Activités.
**1)** Pour chacune des affirmations suivantes, dites par oui ou non si elle concorde avec l'extrait sur l'hôtel Beauvau, puis citez textuellement les mots qui tranchent : (a) L'hôtel Beauvau se trouve dans le 8ème arrondissement de Paris. (b) L'entrée de l'édifice est formée d'un péristyle de six colonnes. (c) Les écuries peuvent abriter trente-deux chevaux.
**2)** Modifiez la partie de l'extrait sur l'hôtel Beauvau qui s'ouvre sur les mots contenant "Le ministère de" et se ferme sur "et huit carrosses.", en y substituant "voitures" à "carrosses".
== Extrait
A ceux qui voudraient revoir ce site ou le découvrir à distance, nous proposons une promenade "virtuelle" dans les lieux accompagnée de quelques repères historiques. N'hésitez pas : suivez le guide...!

L’HÔTEL BEAUVAU

 

 

 

 

 

Description

Le ministère de l'Intérieur a pour siège l'hôtel Beauvau situé dans le 8ème arrondissement de Paris, à la perpendiculaire de l'avenue des Champs-Élysées et à proximité même du palais de l’Élysée, résidence du chef de l’État. C'est une classique construction du 18ème siècle, à la fois sobre et solennelle.

 

"Cette maison est en face et à l'alignement de la rue de Marigny. Elle est précédée d'une portion circulaire. Son entrée est formée d'un péristyle de huit colonnes d'ordre dorique". Ainsi est-il décrit dans l'acte des enchères préparé par le notaire Faugé en janvier 1795.

L'édifice comprend essentiellement à l'époque un vaste rez-de-chaussée avec un étage en attique comportant quatre appartements. Ses écuries peuvent abriter trente-deux chevaux et huit carrosses.

 

 

 

 

 

 

 

Histoire

 

L'hôtel tient son nom du maréchal-prince Charles-Just de Beauvau (1720-1793) - voir portrait ci-contre - qui, avec sa seconde épouse, Marie-Charlotte de Rohan-Chabot, en fut le locataire à vie dès sa construction, moyennant un bail annuel de 12000 livres, fixé par un acte notarié du 2 juillet 1768 lequel précise que l'hôtel "doit être livré en état d'être habité au 1er octobre 1769".
====
== Liste des données
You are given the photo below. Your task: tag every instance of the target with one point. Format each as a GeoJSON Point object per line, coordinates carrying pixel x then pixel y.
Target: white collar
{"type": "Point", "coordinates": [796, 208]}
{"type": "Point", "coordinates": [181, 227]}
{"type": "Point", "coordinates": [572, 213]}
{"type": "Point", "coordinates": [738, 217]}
====
Corrigés.
**1)**
(a) Oui : « situé dans le 8ème arrondissement de Paris »
(b) Non : « Son entrée est formée d'un péristyle de huit colonnes d'ordre dorique »
(c) Oui : « Ses écuries peuvent abriter trente-deux chevaux et huit carrosses »

**2)**
Le ministère de l'Intérieur a pour siège l'hôtel Beauvau situé dans le 8ème arrondissement de Paris, à la perpendiculaire de l'avenue des Champs-Élysées et à proximité même du palais de l’Élysée, résidence du chef de l’État. C'est une classique construction du 18ème siècle, à la fois sobre et solennelle.

 

"Cette maison est en face et à l'alignement de la rue de Marigny. Elle est précédée d'une portion circulaire. Son entrée est formée d'un péristyle de huit colonnes d'ordre dorique". Ainsi est-il décrit dans l'acte des enchères préparé par le notaire Faugé en janvier 1795.

L'édifice comprend essentiellement à l'époque un vaste rez-de-chaussée avec un étage en attique comportant quatre appartements. Ses écuries peuvent abriter trente-deux chevaux et huit voitures.